---------- ИСХОДНЫЙ ТЕКСТ ----------
Пушкин основательно вооружается далее в своей записке на черезчур раннее поступление большинства дворян на службу, и настаивает на более серьезной подготовке к ней. Но нельзя не отметить с удивлением, что Пушкиным же были написаны следующия строки в цитируемом ниже письме к брату Льву Сергеевичу (от 21 июля 1822 года): „Что̀ ты делаешь? В службе ли ты? Пора, ей Богу пора! Тебе скажут: учись, служба не пропадет, а я тебе говорю: служи, ученье не пропадет“ (VII т., стр. 36). Далее мы читаем в записке: „В других землях молодой человек кончает курс учения около двадцати пяти лет; у нас он торопится вступить как можно ранее в службу, ибо ему необходимо тридцати лет быть полковником или коллежским советником“ (Соч. Пушк., т. VII, стр. 44). Здесь замечается поразительное совпадение самых выражений с следующими словами письма к Льву Сергеевичу: „в русской службе должно непременно быть в двадцать шесть лет полковником“. Таким образом выходит, что Пушкин, желая движения вперед всего русского общества и видя одну из самых действительных мер к поощрению этого движения в награде чинами, которую ради этого советует даже удержать, — в применении к судьбе собственного же брата предпочитал оставаться на почве тех же практических соображений, мелочность и несостоятельность которых хорошо сознавал. Это обстоятельство, казалось бы, должно было говорить совсем не в пользу Пушкина; но оно может быть объяснено и тем, что цитированное письмо на целых четыре слишком года предшествовало составлению записки (поданной в 1826 году), и в продолжение этого срока взгляды Пушкина могли измениться, сделаться серьезнее, глубже. Очень возможно впрочем и то, что, прекрасно понимая, как человек с светлым и сильным умом, преимущества общей пользы основательного образования, Пушкин готов был при случае по разным соображениям допускать отступления на практике, по непривычке к строгому и неуклонному проведению своих теоретических воззрений. Подобных противоречий вообще можно указать у Пушкина не мало, но самое крупное, самое капитальное противоречие заключается в мысли, высказанной не только в частной беседе, но даже перед лицом Императора, что, будь он в Петербурге, он непременно принял бы участие в событии 14 декабря. Хорошо известно, что Пушкин убедился в несостоятельности той политической партии, которой долго прежде сочувствовал, но тогда какое же значение имел вариант заключительной строфы в стихотворении „Пророк“, стихотворение „Арион“ и многое другое?!
---------- ИСХОДНЫЕ ДАННЫЕ ----------
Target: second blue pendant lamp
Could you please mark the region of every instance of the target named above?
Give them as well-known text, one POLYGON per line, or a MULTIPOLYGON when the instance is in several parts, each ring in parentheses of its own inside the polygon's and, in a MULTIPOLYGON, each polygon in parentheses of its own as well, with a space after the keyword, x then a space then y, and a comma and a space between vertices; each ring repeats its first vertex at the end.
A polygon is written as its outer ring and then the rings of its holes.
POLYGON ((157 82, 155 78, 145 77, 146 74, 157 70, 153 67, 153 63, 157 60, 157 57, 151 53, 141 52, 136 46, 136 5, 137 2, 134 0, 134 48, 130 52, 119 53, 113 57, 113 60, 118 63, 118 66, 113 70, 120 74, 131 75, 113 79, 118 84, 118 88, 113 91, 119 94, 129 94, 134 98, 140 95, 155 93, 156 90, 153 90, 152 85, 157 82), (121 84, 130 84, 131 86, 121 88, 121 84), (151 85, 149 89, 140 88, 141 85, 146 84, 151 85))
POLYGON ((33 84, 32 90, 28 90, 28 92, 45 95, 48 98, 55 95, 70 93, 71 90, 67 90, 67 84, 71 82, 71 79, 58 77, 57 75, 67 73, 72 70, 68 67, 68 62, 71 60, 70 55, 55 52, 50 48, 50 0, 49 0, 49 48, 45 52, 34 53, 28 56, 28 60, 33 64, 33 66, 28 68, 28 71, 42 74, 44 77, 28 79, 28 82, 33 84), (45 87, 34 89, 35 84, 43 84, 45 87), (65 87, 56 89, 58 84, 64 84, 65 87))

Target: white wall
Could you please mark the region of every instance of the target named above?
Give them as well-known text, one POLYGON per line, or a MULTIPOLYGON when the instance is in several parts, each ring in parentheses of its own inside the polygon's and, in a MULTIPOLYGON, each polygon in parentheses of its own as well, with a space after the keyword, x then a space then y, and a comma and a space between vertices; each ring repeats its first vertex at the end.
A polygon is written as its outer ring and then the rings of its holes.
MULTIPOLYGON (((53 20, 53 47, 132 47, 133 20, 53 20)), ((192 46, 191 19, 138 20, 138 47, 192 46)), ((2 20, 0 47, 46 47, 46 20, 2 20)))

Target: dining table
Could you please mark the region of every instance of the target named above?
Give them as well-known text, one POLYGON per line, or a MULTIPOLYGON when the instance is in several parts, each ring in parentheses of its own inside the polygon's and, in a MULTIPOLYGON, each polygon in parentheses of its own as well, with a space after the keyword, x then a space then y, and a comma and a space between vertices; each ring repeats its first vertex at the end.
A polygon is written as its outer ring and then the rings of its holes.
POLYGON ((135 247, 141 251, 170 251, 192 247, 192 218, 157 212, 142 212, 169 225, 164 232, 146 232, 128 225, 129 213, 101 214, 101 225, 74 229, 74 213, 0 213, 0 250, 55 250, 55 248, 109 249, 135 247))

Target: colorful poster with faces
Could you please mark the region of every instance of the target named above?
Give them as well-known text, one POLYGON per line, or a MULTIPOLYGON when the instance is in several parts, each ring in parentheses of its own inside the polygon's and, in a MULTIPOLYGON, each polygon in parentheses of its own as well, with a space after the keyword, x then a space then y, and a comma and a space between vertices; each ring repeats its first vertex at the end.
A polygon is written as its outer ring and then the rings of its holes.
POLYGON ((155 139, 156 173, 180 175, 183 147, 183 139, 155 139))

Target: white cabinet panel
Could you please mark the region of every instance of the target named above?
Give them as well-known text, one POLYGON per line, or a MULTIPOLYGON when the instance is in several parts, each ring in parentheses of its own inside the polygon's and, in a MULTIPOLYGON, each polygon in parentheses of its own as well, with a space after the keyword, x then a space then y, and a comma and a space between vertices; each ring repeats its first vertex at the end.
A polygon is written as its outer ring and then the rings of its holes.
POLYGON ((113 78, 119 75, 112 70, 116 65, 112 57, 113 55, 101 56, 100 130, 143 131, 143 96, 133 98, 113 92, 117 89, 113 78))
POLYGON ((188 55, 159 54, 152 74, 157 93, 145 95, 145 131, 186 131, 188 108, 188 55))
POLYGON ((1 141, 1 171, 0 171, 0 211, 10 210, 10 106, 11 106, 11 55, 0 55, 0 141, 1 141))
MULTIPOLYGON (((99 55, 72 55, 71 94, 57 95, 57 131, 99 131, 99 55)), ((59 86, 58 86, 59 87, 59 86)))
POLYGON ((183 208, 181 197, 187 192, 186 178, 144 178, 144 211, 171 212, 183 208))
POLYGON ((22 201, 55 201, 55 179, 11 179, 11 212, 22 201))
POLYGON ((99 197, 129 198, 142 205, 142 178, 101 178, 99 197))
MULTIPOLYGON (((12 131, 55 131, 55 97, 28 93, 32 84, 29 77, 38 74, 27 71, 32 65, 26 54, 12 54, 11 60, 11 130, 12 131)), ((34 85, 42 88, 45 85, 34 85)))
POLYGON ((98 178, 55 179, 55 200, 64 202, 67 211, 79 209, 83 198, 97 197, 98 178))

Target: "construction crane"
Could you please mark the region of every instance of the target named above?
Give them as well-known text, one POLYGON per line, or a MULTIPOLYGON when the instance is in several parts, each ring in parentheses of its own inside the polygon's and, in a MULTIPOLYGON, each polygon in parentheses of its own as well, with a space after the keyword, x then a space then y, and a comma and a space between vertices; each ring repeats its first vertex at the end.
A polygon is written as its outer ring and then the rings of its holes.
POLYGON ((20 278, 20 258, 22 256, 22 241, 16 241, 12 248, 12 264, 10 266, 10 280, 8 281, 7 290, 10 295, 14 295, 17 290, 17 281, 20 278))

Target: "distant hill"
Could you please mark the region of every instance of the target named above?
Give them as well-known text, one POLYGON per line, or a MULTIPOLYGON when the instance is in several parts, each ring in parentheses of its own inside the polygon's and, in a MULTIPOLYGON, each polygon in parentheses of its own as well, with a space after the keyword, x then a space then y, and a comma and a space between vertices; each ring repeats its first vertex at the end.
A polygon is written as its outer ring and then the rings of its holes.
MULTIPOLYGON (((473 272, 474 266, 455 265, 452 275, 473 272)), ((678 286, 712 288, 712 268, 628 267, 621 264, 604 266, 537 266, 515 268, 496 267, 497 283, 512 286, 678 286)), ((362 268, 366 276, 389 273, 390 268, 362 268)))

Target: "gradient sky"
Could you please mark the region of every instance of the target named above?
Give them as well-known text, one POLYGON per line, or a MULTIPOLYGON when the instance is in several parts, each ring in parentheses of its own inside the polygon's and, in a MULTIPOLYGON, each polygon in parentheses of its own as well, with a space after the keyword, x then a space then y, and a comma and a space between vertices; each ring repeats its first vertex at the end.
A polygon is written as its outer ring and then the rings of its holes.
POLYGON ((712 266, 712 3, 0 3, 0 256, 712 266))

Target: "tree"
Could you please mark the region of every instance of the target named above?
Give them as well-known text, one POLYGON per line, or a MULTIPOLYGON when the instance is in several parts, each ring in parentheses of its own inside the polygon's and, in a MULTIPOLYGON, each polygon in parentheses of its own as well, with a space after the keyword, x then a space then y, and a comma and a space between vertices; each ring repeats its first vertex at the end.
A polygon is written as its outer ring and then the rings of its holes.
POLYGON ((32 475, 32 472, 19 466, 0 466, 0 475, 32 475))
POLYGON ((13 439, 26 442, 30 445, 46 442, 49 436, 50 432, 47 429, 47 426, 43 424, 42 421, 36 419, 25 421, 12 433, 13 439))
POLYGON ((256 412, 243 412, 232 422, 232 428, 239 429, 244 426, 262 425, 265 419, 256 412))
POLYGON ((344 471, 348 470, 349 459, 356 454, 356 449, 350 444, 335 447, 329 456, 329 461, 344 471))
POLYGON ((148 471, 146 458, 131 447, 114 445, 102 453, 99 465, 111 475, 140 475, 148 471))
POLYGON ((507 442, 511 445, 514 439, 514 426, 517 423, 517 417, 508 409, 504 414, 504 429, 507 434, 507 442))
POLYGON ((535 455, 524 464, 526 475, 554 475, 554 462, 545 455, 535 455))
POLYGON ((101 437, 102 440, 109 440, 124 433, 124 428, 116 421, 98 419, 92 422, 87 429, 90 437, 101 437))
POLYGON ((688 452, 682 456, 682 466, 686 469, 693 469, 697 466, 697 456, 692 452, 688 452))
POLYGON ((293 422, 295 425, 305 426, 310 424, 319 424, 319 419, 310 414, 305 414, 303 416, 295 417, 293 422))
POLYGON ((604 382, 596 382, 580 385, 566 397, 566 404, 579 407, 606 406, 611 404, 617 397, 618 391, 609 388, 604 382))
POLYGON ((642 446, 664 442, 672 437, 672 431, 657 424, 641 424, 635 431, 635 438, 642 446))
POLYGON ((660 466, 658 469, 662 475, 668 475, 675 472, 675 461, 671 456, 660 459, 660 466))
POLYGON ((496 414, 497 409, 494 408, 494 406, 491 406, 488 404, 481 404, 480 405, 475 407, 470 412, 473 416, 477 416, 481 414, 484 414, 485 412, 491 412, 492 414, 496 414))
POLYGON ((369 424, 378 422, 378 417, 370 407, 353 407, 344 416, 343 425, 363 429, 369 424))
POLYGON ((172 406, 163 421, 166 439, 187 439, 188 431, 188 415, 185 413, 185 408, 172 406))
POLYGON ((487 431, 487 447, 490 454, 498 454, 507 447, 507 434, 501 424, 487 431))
----------
**ЧТО ТРЕБУЕТСЯ:**
(a) Ответьте на вопросы по отрывку о Пушкине:
(i) Каким числом датировано письмо Пушкина к брату Льву Сергеевичу?
(ii) В каком году была подана записка?
(iii) Какие два стихотворения названы в последнем предложении?
(b) Выпишите из отрывка о Пушкине все упомянутые в нем возрасты человека.
(c) Возобновите изложение в отрывке о Пушкине, начав сразу после его последнего предложения.
Материал здесь никакой роли не играет.

**ПИСЬМЕННЫЕ ОТВЕТЫ:**
(a)
(i) 21 июля 1822 года.
(ii) В 1826 году.
(iii) «Пророк» и «Арион».

(b) Двадцать пять лет, тридцать лет, двадцать шесть лет.

(c)
Относительно общественного воспитания идеал Пушкина был следующий: „Должно увлечь все юношество в общественные заведения, подчиненные надзору правительства; должно его там удержать, дать ему время перекипеть, обогатиться познаниями, созреть в тишине училищ, а не в шумной праздности казарм“. Таким образом, здесь, согласно практическому характеру своей задачи, Пушкин имеет в виду исключительно настоящее и разве ближайшее будущее. То же следует заметить и о сделанной им характеристике домашняго воспитания. (Пушкин, согласно предложенной ему задаче, останавливается в своей записке не столько на образовании, сколько собственно на воспитании, на которое отчасти смотрит с известной, наперед намеченной и предрешенной точки зрения).

Многое с тех пор существенно изменилось: воспитание даже в частных пансионах стоит теперь, во всяком случае, без сравнения выше, нежели во времена Пушкина; оно уже и там давно не оканчивается на шестнадцатилетнем возрасте воспитанников, и образование также не ограничивается в среднем круге изучением двух или трех новейших языков. Таким образом в частностях замечания Пушкина были бы, пожалуй, явным анахронизмом теперь; но в общем они, будучи вполне достойны его гениального пера, не только не утратили до сих пор своего значения, но даже трудно было бы найти человека, который усомнился бы подписаться под многим обеими руками, даже. может быть, почти под всем разсуждением. Но все нами разсмотренное приводит, кажется к тому, что практическое отношение Пушкина к науке и педагогии было неизмеримо ниже его теоретических взглядов и что в жизни он несколько легко относился иногда к тому, важность чего хорошо понимал в теории. Следовательно авторитетом Пушкина нельзя оправдывать безпримерные притязания Н. В. Гоголя.

в вопросе о том, основательно ли он признавал за Гоголем право на университетскую кафедру и вообще на педагогическую деятельность.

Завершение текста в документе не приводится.